## Exercise description
Extract the records below word for word and ignore the images.

[Start of Attachment]

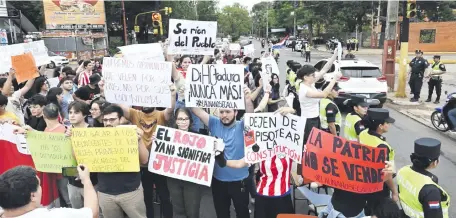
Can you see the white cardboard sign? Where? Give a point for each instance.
(136, 82)
(192, 37)
(268, 134)
(215, 86)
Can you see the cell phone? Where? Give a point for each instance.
(70, 172)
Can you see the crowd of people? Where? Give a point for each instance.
(78, 102)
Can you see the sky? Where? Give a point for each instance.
(248, 3)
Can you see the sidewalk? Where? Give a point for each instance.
(421, 111)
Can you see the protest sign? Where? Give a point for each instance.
(347, 165)
(106, 149)
(192, 37)
(137, 82)
(25, 67)
(215, 86)
(270, 134)
(183, 155)
(50, 151)
(39, 52)
(145, 52)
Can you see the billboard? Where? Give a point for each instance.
(62, 14)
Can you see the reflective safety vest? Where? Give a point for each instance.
(349, 127)
(323, 119)
(436, 67)
(373, 141)
(410, 184)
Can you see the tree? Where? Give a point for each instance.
(234, 20)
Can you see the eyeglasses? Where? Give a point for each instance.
(183, 119)
(105, 120)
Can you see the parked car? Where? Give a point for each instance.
(359, 77)
(56, 60)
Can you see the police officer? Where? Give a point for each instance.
(354, 121)
(417, 67)
(377, 122)
(330, 117)
(420, 195)
(435, 79)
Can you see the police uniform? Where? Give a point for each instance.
(330, 113)
(353, 121)
(418, 66)
(436, 81)
(419, 192)
(373, 139)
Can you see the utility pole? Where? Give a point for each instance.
(402, 77)
(125, 22)
(389, 47)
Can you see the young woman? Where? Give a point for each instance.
(185, 196)
(274, 98)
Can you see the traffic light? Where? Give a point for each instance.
(411, 8)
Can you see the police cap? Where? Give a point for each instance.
(358, 100)
(380, 114)
(427, 147)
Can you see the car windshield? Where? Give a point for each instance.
(361, 72)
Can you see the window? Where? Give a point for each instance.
(358, 72)
(427, 36)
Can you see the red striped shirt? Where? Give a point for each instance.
(275, 177)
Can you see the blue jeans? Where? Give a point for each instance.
(333, 213)
(452, 116)
(196, 126)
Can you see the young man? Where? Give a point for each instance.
(121, 193)
(229, 184)
(67, 86)
(147, 120)
(90, 91)
(78, 111)
(354, 121)
(20, 195)
(330, 117)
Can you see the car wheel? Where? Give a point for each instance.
(51, 65)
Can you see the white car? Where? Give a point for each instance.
(57, 60)
(359, 77)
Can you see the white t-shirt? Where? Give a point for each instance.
(310, 107)
(59, 213)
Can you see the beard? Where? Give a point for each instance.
(148, 110)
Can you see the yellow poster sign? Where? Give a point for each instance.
(68, 12)
(50, 151)
(106, 149)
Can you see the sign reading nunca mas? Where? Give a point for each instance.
(61, 14)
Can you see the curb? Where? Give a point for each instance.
(424, 122)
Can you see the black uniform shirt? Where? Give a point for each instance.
(430, 194)
(419, 65)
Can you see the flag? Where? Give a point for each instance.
(14, 152)
(280, 44)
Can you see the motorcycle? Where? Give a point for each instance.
(439, 118)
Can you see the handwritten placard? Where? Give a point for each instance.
(106, 149)
(270, 134)
(25, 67)
(145, 52)
(183, 155)
(348, 165)
(137, 82)
(215, 86)
(50, 151)
(192, 37)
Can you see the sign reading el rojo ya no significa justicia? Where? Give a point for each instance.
(343, 164)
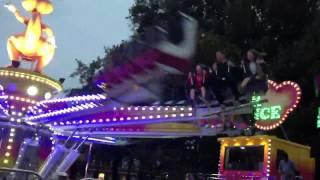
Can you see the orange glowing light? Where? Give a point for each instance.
(37, 42)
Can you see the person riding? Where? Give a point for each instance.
(254, 72)
(223, 77)
(197, 82)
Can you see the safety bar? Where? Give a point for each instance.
(21, 171)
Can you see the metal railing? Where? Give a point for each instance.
(34, 175)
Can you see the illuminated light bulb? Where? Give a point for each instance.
(32, 90)
(47, 95)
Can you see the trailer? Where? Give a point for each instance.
(258, 157)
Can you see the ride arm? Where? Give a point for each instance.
(49, 33)
(16, 13)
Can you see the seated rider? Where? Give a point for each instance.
(223, 77)
(254, 72)
(196, 82)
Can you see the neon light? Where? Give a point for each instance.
(318, 118)
(268, 113)
(275, 111)
(265, 113)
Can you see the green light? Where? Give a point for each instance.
(262, 113)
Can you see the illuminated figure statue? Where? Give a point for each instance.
(37, 42)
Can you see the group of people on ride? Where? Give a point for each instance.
(250, 76)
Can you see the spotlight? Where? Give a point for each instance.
(32, 90)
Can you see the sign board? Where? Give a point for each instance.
(281, 99)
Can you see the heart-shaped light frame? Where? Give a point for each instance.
(295, 95)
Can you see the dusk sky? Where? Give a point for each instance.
(81, 27)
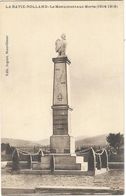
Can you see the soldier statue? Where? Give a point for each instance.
(60, 45)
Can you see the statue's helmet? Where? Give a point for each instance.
(63, 36)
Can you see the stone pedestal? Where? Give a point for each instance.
(62, 144)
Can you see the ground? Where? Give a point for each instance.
(112, 179)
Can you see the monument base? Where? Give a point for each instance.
(61, 162)
(62, 144)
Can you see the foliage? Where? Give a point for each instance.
(115, 140)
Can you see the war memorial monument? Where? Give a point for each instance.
(62, 158)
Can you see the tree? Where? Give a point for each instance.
(115, 140)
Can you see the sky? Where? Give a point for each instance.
(95, 48)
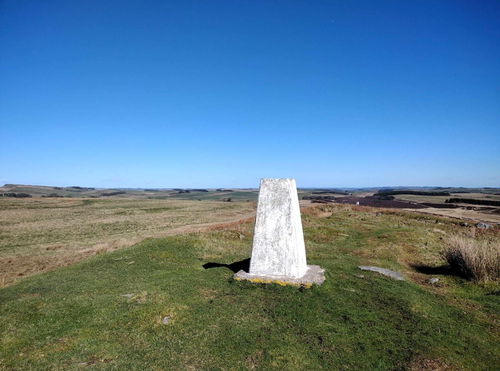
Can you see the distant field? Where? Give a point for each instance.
(153, 306)
(38, 234)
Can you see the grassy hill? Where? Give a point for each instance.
(154, 306)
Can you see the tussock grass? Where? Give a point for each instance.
(475, 259)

[End of Attachment]

## Output of the task
Can you see the white cardboard sign? Where? Give a point for each instance.
(136, 82)
(192, 37)
(268, 134)
(215, 86)
Can you see the cell phone? Where? Give a point for each instance.
(70, 172)
Can you see the crowd of people? Where? Give a point for each instance.
(78, 102)
Can you see the sky? Where? Give a point for each instance.
(248, 3)
Can you see the sidewalk? Where? Give a point for each instance.
(421, 111)
Can you see the protest sign? Where? Give a point for each instance.
(347, 165)
(106, 149)
(192, 37)
(137, 82)
(25, 67)
(215, 86)
(270, 134)
(183, 155)
(50, 151)
(39, 52)
(145, 52)
Can you see the billboard? Where? Give a point for each instance.
(62, 14)
Can you see the reflective safety vest? Where? Give a point for each instance.
(349, 127)
(323, 119)
(436, 67)
(373, 141)
(410, 184)
Can you see the tree? Where? Give a point for each instance.
(234, 20)
Can you see the eyeglasses? Where? Give a point for each instance.
(183, 119)
(105, 120)
Can you see the parked car? Where? Give a point for each instance.
(359, 77)
(56, 60)
Can you see the police officer? Where? Give a point for each instance.
(354, 121)
(417, 67)
(377, 122)
(330, 117)
(420, 195)
(435, 79)
Can you see the police uniform? Where? Give a point for each instance.
(330, 113)
(353, 121)
(418, 66)
(436, 81)
(419, 192)
(373, 139)
Can you see the utility pole? Where? Give a point for each instance.
(402, 77)
(125, 22)
(389, 47)
Can you see the young woman? Where? Give a point for each instance.
(185, 196)
(274, 98)
Can you see the traffic light? Where? Give a point for each instance.
(411, 8)
Can you see the police cap? Where? Give a point for each instance.
(358, 100)
(380, 114)
(427, 147)
Can you see the car windshield? Where? Give a point for each instance.
(361, 72)
Can you see the window? Where? Give a point for each instance.
(358, 72)
(427, 36)
Can you see the red striped shirt? Where? Give a point for each instance.
(275, 177)
Can you see the blue jeans? Where? Give a point for each instance.
(333, 213)
(452, 116)
(196, 126)
Can you see the young man? Where? Give a point for each instance.
(121, 193)
(229, 184)
(67, 86)
(147, 120)
(90, 91)
(78, 111)
(354, 121)
(20, 195)
(330, 117)
Can you see the car wheel? Where? Give a point for each instance.
(51, 65)
Can you see the white car? Where? Give a point for each instance.
(57, 60)
(359, 77)
Can you see the white t-shirt? Where? Give a point for each instance.
(310, 107)
(59, 213)
Can you see the beard? Where? Give a point for each instance.
(148, 110)
Can you see the yellow poster sign? Where? Give a point for each instance.
(68, 12)
(50, 151)
(106, 149)
Can you see the sign reading nunca mas? Where? Give a point for each instance.
(61, 14)
Can you see the curb? Where? Give a point for each instance.
(424, 122)
Can you see the black uniform shirt? Where? Give a point for each instance.
(430, 194)
(419, 65)
Can you see the flag? Where? Give a point for each instance.
(14, 152)
(280, 44)
Can you see the motorcycle? Where? Give a point for each instance.
(439, 118)
Can you see the handwritten placard? Where? Give a point for each instance.
(106, 149)
(270, 134)
(25, 67)
(145, 52)
(183, 155)
(348, 165)
(137, 82)
(215, 86)
(50, 151)
(192, 37)
Can you see the sign reading el rojo ya no significa justicia? Where? Give a point for each instance.
(343, 164)
Can you see the orange glowing light? Where? Give a point for each instance.
(37, 42)
Can you see the person riding? Where? Give a point for each instance.
(254, 72)
(223, 77)
(197, 82)
Can you see the safety bar? Where? Give a point for each instance.
(21, 171)
Can you see the metal railing? Where? Give a point for each instance.
(34, 175)
Can you see the illuminated light bulb? Where? Give a point for each instance.
(32, 90)
(47, 95)
Can you see the trailer? Where? Give a point for each instance.
(258, 157)
Can you see the ride arm? Where? Give a point for each instance.
(49, 33)
(16, 13)
Can you see the seated rider? Where? Give a point for each instance.
(223, 77)
(254, 72)
(196, 82)
Can you see the neon light? Where? Give a point for each instance.
(318, 118)
(268, 113)
(275, 111)
(265, 113)
Can you see the green light? Where? Give a point for each instance.
(262, 113)
Can you see the illuminated figure statue? Where? Give a point for each instance.
(37, 42)
Can you see the group of people on ride? Where? Give a point for each instance.
(250, 76)
Can you see the spotlight? Where? Give a point for each instance.
(32, 90)
Can you see the sign board? Where? Give a point for each instance.
(281, 99)
Can you see the heart-shaped light frame? Where? Give a point for each instance.
(295, 95)
Can you see the dusk sky? Where? Give a point for each instance.
(81, 27)
Can you see the soldier statue? Where? Give a point for each instance.
(60, 45)
Can you see the statue's helmet? Where? Give a point for each instance.
(63, 36)
Can you see the stone pedestal? Where? Give a point for each instance.
(62, 144)
Can you see the ground? Where? Give a point for each instance.
(112, 179)
Can you see the monument base? Where? Give a point for each instance.
(61, 162)
(62, 144)
Can you see the foliage? Where? Give a point for each instance.
(115, 140)
Can you see the war memorial monument? Where? Give a point for each instance.
(62, 158)
Can you see the tree? Where? Give a point for each instance.
(115, 140)
Can you see the sky? Where? Give a point for each instance.
(95, 48)
Can you see the distant field? Where? Give a point for each instance.
(153, 306)
(38, 234)
Can you see the grassy hill? Where? Give a point for each instance.
(154, 306)
Can you see the tussock grass? Where? Give a point for each instance.
(475, 259)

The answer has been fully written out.